Vorliegender Text.

☆ ☆ ☆ ☆ ☆

Verzerrte Wahrnehmung
Dass Pressemitteilungen selbst innerhalb ihres spezifischen Themas oft nur einen sehr schmalen Teil der Wirklichkeit abbilden, ist normal: Schließlich verfolgt der Versender ja in der Regel andere Ziele als die rückhaltlose, neutrale, objektive Information der Konsumenten.
So kann es kaum verwundern, dass die »Task Force DVB-T Deutschland« kürzlich in einer solchen Mitteilung eine überaus positive Bilanz der Einführung von DVB-T zog. Positiver habe das Ganze kaum ablaufen können und die Zuschauer seien mit dem digitalen Fernsehen sehr zufrieden, so lautete die — hier zugegebenermaßen stark verkürzt wiedergegebene — Botschaft. Das steht im auffälligen Widerspruch zu den Rückmeldungen, die man sehr oft erhält, wenn man mit DVB-T-Endkunden spricht: Probleme beim Empfang von DVB-T sind an der Tagesordnung, lästige Effekte wie etwa die unsägliche Asynchronität von Bild und Ton gehören bei DVB-T leider zur Normalität, nicht selten hört man von seltsamen Effekten der DVB-T-Empfänger.
Besonders tunnelhaft wird der Blick in der »Task-Force«-Pressemeldung allerdings, wenn darin hervorgehoben wird, dass DVB-T den Fernsehempfang in vielen Teilen der Republik mobil gemacht habe. Wenige Sätze später folgt dann der Hinweis auf eine Website, mit deren Hilfe man prüfen könne, »ob und mit welcher Antenne DVB-T am gewünschten Ort empfangbar ist«.
Die Wahrheit ist, dass bei DVB-T außerhalb weniger Ballungsräume von Mobilität letztlich nicht die Rede sein kann, was an der geringen Zahl und niedrigen Leistung der Sendeanlagen liegt und daran, dass viele Gerätehersteller hier keinen Markt sehen und gar keine leistungsfähigen portablen Empfänger anbieten. Statt in DVB-T sehen viele Marktteilnehmer die Zukunft mobiler Bewegtbild-Systeme eher im Handy-TV.

☆ ☆ ☆ ☆ ☆

Ausgangsdaten.
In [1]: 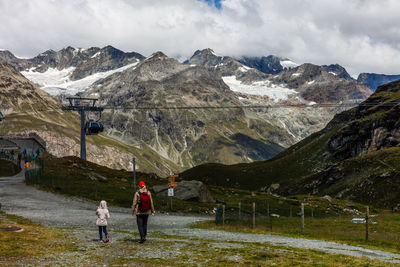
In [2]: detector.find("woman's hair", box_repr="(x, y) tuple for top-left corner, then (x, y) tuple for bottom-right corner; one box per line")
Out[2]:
(99, 200), (107, 209)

☆ ☆ ☆ ☆ ☆

Arbeitsaufträge.
A: Prüfen Sie, ob die folgenden Aussagen mit dem Text über DVB-T übereinstimmen: (i) Die »Task Force DVB-T Deutschland« zog in ihrer Mitteilung eine positive Bilanz der Einführung von DVB-T. (ii) Viele Gerätehersteller bieten leistungsfähige portable DVB-T-Empfänger an. (iii) Viele Marktteilnehmer sehen die Zukunft mobiler Bewegtbild-Systeme eher im Handy-TV. Beantworten Sie jede Aussage mit Ja oder Nein, und belegen Sie Ihre Antwort mit einem wörtlichen Zitat der entscheidenden Worte des Textes.
B: Knüpfen Sie an den letzten Satz des Textes über DVB-T an, und schreiben Sie ihn weiter.
Das Material steht in keinem Zusammenhang mit dem Text über DVB-T.

Antworten je Aufgabe.
A:
(i) Ja: »eine überaus positive Bilanz der Einführung von DVB-T zog«
(ii) Nein: »dass viele Gerätehersteller hier keinen Markt sehen und gar keine leistungsfähigen portablen Empfänger anbieten«
(iii) Ja: »Statt in DVB-T sehen viele Marktteilnehmer die Zukunft mobiler Bewegtbild-Systeme eher im Handy-TV.«

B:
Jetzt muss aber auch DVB-H, also das digitale, mobile Handy-Fernsehen nach europäischer Lesart, einen herben Rückschlag verkraften: Der erhoffte Handy-TV-Start zur Fußball-WM im Juni fällt wohl ins Wasser – was im konkreten Fall erst in zweiter Linie an der Technik liegt. Laut Mobile 3.0, dem Plattformbetreiber der in Deutschland für DVB-H-Verbreitung sorgen soll, liegen nämlich längst noch nicht alle Lizenzen der Landesmedienanstalten vor. Und diese Lizenzen seien nun mal die Grundlage für die Investitionen, die Mobile 3.0 vornehmen müsse, um das mobile Fernsehen in Deutschland bereitzustellen, so das Konsortium. Und so wird der Plan von ARD und ZDF, die EM auch auf die Handys der Zuschauer zu bringen, wohl sterben.
Ganz nebenbei gibt es freilich auch noch lange nicht die erforderliche »Marktdurchdringung« mit Handys, die DVB-H empfangen könnten. Das, so die Befürworter von DVB-H, sei aber kein Problem: Spätestens zum Weihnachtsgeschäft werde der Markt mit TV-fähigen Handys überschwemmt und damit die Grundlagen für DVB-H und Mobile 3.0 geschaffen. Klingt das vertraut? Die Zahl der Technologien, die sich angeblich im jeweiligen Weihnachtsgeschäft endgültig durchsetzten und die dann doch aus dem Rennen gingen, sie ist lang und reicht bis zur kürzlich abgekündigten HD-DVD.
Aber bis Weihnachten könnten es — mit etwas Glück — vielleicht die Landesmedienanstalten dann doch geschafft haben, die Lizenzen zu vergeben.
Sie werden sehen.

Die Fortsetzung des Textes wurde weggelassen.